● DATA SUPPLIED
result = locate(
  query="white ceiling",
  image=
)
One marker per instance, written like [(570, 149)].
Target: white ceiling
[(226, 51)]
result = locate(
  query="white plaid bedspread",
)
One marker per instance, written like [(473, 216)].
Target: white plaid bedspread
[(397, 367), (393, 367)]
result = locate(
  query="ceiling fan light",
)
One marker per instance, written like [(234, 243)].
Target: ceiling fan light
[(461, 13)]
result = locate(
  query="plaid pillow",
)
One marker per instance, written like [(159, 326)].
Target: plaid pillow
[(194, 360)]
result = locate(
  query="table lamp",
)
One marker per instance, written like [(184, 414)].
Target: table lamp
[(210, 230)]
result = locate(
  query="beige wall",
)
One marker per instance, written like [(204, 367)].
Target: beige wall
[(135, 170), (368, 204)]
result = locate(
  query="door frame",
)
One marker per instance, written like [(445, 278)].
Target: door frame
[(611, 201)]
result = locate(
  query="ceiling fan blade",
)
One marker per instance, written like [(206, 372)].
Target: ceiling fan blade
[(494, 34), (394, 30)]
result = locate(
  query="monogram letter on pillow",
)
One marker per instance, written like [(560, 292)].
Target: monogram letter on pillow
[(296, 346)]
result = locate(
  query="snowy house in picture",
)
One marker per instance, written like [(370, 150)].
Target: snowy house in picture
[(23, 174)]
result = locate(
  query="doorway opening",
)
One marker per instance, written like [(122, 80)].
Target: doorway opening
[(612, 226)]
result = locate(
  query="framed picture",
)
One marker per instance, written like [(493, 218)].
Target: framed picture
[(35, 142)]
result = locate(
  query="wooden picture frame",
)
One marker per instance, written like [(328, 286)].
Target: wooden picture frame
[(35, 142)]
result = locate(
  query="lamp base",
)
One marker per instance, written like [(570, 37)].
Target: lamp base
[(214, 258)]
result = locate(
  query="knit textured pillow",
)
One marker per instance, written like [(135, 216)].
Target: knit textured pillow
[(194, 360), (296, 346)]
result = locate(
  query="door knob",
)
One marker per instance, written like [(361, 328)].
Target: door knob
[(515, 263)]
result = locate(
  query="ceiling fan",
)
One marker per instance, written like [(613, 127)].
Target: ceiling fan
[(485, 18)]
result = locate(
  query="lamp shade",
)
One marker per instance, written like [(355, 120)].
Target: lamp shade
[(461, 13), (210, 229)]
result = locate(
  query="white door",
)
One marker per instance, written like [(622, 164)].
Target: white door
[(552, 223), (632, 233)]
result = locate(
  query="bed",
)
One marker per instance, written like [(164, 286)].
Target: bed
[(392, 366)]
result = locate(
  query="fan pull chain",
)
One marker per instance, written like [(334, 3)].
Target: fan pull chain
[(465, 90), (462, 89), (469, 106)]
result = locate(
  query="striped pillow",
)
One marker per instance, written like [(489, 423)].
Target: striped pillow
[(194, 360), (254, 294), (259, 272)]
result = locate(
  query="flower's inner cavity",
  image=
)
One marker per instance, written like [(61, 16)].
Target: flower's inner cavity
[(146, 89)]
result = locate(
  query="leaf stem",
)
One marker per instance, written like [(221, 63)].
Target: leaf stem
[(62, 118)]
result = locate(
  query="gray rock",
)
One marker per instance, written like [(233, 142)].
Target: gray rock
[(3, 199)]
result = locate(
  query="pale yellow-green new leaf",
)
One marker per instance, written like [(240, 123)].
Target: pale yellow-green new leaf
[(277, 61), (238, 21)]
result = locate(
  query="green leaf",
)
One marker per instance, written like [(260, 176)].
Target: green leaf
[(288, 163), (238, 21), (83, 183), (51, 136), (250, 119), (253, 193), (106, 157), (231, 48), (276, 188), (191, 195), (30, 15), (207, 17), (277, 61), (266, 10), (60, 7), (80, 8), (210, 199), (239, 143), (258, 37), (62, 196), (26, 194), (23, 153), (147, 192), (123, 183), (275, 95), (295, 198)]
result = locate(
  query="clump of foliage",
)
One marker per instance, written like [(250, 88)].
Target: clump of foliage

● BRIEF
Can you rewrite all of the material above, changing every "Target" to "Object" and keeping everything else unchanged?

● EXPECTED OUTPUT
result = locate(
  query="white ceiling",
  image=
)
One marker per instance, written like [(570, 149)].
Object: white ceiling
[(226, 51)]
result = locate(
  query="white plaid bedspread",
)
One marker per instance, written like [(473, 216)].
Object: white plaid bedspread
[(397, 367), (393, 367)]
result = locate(
  query="ceiling fan light",
)
One marker per instance, written like [(234, 243)].
Object: ceiling fan light
[(461, 13)]
result = locate(
  query="plaid pillow",
)
One marker per instance, written like [(159, 326)].
Object: plaid pillow
[(194, 360)]
result = locate(
  query="table lamp",
)
One marker per instance, written like [(184, 414)].
Object: table lamp
[(210, 230)]
result = locate(
  query="beige wall",
)
One marker per instance, written like [(204, 367)].
Object: beige wall
[(135, 170), (368, 204)]
result = locate(
  query="door frame",
)
One marker per instance, written like [(445, 278)].
Object: door frame
[(611, 201)]
result = locate(
  query="ceiling fan blade",
)
One marker per instance, written like [(206, 372)].
Object: ceiling fan blade
[(494, 34), (394, 30)]
result = locate(
  query="monogram letter on pillow",
)
One marker per instance, written like [(560, 292)].
Object: monogram letter on pillow
[(296, 346)]
result = locate(
  query="snowy house in picture",
)
One marker per instance, written like [(370, 150)].
Object: snowy house in picture
[(23, 174)]
result = locate(
  query="doorway opening",
)
One marker per instance, written like [(122, 80)].
Object: doorway opening
[(612, 226)]
result = locate(
  query="framed picture",
)
One marker per instance, written like [(493, 218)].
Object: framed picture
[(35, 142)]
result = locate(
  query="wooden picture frame",
)
One marker per instance, written like [(328, 286)].
Object: wooden picture frame
[(35, 142)]
result = locate(
  query="lamp base",
)
One marker per instance, written like [(570, 37)].
Object: lamp base
[(214, 258)]
result = locate(
  query="knit textured pillow",
)
One marker per instance, written like [(135, 216)].
Object: knit textured pillow
[(194, 360), (296, 346)]
result = locate(
  query="door knob",
)
One marker per instance, written like [(361, 328)].
Object: door knob
[(515, 263)]
result = locate(
  query="ceiling fan",
)
One marker per instance, written like [(613, 127)].
Object: ceiling fan
[(485, 18)]
result = locate(
  query="lamp shade",
)
One marker per instance, written like [(355, 120)].
Object: lamp shade
[(461, 13), (210, 229)]
result = locate(
  query="white door",
)
One marker per instance, written like [(622, 164)].
Object: white door
[(552, 223), (632, 233)]
result = locate(
  query="bed",
)
One marker per instance, written like [(164, 286)].
Object: bed
[(392, 366)]
result = locate(
  query="fan pull chain",
)
One marker per instance, written like [(334, 3)].
Object: fan pull chain
[(465, 90), (462, 89), (469, 106)]
result = locate(
  query="striped pillow",
)
One marker per instance, written like [(489, 423)].
Object: striped pillow
[(194, 360), (254, 294), (259, 272)]
result = locate(
  query="flower's inner cavity",
  image=
)
One marker per instance, written like [(61, 16)].
Object: flower's inner cavity
[(146, 89)]
result = locate(
  query="leaf stem",
)
One marker per instance, written like [(221, 63)].
Object: leaf stem
[(62, 118)]
result = locate(
  query="gray rock",
)
One marker per instance, written like [(233, 142)].
Object: gray rock
[(3, 199)]
result = locate(
  query="pale yellow-green new leaf",
)
One marker per instance, written like [(240, 123)].
Object: pale yellow-green new leaf
[(277, 61), (238, 21)]
result = locate(
  query="green leaf",
)
One marker per instance, written like [(260, 176)].
Object: green leaf
[(288, 163), (238, 21), (83, 183), (51, 136), (250, 119), (253, 193), (106, 157), (231, 48), (276, 188), (191, 195), (30, 15), (207, 17), (277, 61), (266, 10), (60, 7), (80, 8), (210, 199), (239, 143), (258, 37), (62, 196), (26, 194), (23, 153), (147, 192), (123, 183), (275, 95), (295, 198)]
result = locate(
  query="clump of foliage",
)
One marker per instance, written like [(250, 88)].
Object: clump of foliage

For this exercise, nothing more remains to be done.